▶ _INPUT_
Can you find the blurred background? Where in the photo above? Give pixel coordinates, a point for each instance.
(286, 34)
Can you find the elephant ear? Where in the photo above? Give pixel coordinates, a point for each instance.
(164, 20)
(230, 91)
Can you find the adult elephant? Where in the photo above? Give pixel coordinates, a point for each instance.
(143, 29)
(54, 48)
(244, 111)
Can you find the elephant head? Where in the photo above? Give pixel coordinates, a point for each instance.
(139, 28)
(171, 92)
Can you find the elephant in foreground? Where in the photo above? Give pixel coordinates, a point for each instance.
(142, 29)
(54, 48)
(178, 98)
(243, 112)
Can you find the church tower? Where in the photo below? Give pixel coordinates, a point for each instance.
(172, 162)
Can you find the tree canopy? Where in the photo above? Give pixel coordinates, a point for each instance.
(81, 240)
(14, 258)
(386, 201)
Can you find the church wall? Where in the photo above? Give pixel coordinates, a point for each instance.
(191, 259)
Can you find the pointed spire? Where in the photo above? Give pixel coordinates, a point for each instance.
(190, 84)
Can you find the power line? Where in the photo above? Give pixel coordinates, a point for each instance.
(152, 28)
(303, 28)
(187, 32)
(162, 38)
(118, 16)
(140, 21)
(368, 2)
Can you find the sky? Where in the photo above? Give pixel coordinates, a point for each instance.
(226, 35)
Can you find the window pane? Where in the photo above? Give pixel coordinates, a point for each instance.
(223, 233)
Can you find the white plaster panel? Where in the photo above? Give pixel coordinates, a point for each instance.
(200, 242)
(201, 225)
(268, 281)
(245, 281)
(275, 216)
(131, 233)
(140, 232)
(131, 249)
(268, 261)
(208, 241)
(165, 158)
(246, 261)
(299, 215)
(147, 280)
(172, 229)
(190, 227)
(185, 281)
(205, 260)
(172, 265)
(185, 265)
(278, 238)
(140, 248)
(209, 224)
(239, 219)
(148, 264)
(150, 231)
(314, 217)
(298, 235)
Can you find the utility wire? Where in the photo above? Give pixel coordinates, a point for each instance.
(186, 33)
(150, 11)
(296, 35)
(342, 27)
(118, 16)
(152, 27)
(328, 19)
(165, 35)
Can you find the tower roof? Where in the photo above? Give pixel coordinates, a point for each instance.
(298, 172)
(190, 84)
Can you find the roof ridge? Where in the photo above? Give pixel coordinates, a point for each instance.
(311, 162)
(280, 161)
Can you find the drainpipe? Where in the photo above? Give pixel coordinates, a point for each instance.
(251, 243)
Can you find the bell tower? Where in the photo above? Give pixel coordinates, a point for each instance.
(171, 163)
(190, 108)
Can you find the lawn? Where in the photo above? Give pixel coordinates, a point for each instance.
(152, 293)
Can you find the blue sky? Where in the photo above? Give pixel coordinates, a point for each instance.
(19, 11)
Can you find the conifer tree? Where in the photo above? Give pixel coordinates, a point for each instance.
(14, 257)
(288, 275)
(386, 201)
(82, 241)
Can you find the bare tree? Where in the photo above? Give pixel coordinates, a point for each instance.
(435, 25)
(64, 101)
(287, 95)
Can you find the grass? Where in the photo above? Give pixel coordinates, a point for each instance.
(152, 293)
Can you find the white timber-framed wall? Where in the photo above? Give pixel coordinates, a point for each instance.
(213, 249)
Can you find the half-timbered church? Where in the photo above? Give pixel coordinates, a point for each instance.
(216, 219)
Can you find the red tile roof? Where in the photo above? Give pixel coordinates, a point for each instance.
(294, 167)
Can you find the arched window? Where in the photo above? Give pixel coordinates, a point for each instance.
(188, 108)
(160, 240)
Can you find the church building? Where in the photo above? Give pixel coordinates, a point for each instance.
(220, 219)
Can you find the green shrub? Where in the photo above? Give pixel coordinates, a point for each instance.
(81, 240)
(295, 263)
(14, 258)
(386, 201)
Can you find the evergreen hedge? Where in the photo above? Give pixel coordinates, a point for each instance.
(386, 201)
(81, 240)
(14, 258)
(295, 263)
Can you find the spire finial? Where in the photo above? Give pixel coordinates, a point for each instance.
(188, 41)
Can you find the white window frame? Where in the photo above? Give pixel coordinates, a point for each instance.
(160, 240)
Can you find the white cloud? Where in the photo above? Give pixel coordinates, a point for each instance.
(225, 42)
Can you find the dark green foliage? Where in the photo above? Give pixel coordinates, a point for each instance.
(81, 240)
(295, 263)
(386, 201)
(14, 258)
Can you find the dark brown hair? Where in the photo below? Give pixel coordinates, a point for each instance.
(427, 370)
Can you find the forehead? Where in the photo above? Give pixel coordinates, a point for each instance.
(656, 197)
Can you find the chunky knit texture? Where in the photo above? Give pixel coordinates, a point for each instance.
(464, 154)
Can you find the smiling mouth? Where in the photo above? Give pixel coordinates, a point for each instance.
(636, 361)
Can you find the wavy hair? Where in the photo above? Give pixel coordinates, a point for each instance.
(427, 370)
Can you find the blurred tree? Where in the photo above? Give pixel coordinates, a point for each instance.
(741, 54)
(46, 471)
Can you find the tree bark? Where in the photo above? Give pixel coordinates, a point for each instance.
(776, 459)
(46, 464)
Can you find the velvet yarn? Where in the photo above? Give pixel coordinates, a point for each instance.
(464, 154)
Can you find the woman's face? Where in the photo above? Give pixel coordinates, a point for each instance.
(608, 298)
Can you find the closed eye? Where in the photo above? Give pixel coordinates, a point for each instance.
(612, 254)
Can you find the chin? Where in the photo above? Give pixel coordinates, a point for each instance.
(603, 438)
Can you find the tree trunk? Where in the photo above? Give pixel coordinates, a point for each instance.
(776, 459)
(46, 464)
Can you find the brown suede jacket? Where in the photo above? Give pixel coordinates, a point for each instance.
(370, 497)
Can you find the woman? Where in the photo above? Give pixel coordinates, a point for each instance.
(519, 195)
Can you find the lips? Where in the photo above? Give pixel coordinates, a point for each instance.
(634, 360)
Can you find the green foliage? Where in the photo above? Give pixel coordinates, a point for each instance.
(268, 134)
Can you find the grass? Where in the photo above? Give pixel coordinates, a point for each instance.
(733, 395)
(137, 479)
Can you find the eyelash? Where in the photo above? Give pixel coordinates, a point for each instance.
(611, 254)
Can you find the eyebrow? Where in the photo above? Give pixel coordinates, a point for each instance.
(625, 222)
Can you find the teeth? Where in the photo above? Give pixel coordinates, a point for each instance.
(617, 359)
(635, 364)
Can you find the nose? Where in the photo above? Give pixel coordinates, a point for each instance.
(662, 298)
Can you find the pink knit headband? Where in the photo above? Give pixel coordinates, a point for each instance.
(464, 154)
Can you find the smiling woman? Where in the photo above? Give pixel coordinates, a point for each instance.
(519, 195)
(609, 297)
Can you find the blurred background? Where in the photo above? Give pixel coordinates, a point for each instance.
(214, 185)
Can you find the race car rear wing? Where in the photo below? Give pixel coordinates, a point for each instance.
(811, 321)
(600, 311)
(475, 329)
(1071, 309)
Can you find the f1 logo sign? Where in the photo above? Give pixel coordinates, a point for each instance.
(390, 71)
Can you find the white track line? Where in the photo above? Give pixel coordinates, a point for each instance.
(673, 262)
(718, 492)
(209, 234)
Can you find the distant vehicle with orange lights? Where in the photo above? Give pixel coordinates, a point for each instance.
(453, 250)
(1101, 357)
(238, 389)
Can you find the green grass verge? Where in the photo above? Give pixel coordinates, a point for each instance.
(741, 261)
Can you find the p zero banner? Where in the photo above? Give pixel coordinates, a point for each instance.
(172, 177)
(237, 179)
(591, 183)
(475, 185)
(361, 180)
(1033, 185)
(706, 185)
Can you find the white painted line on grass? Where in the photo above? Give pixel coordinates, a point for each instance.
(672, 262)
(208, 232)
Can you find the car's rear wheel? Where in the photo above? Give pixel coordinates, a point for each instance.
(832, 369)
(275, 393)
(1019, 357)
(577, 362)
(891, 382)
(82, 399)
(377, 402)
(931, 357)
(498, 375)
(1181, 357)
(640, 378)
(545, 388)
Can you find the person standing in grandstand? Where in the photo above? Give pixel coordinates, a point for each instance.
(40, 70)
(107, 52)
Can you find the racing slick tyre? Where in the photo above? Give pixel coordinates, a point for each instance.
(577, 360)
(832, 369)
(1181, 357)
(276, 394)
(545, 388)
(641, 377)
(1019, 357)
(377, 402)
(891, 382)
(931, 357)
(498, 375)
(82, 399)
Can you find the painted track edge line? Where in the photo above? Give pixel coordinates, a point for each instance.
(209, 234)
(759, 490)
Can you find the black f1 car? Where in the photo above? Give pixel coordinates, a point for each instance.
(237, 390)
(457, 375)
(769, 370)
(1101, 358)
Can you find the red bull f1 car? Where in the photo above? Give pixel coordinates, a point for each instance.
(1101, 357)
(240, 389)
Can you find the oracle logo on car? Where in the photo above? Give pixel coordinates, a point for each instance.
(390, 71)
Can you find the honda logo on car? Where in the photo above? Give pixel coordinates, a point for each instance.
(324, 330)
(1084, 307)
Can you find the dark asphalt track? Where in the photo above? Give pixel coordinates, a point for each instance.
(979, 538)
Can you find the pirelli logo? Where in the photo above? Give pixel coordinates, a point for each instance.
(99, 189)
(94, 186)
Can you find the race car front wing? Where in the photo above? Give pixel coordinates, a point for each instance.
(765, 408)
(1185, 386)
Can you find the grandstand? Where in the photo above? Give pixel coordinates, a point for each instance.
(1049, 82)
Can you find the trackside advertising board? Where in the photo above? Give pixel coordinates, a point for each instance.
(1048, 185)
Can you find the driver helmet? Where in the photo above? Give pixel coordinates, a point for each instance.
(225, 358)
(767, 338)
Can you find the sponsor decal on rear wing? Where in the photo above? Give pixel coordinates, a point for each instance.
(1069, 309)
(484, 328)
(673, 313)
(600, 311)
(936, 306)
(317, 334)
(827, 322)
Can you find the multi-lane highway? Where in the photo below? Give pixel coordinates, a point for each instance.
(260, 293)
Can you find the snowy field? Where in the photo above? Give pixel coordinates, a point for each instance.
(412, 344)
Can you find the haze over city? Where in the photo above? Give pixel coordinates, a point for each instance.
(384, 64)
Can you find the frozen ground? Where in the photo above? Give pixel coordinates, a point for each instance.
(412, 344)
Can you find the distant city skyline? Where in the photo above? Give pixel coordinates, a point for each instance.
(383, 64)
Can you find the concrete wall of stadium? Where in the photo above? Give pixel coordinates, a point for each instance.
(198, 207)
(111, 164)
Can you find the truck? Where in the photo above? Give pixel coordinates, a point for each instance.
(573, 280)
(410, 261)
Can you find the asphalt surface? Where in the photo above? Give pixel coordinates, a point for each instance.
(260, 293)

▶ _WRITTEN PROBLEM_
Add -47 to every number in the pixel coordinates within the part of the records that opens with the line containing "Can you find the race car front" and closes with the line containing "(1048, 185)", both ends included. Write out every line of that part again, including the lines that hold no coordinates.

▶ _ANSWER TO THIS PROBLEM_
Can you find the race car front wing? Where in the photo above? Give pixel coordinates, a point for each instance.
(718, 361)
(1138, 339)
Can you find the grandstand? Where in the photo above? Give pixel coordinates, a point for each instance.
(1002, 35)
Can you find the trackside advertising board? Where in the photo above? Give pixel coordinates, a point for each instance.
(1001, 138)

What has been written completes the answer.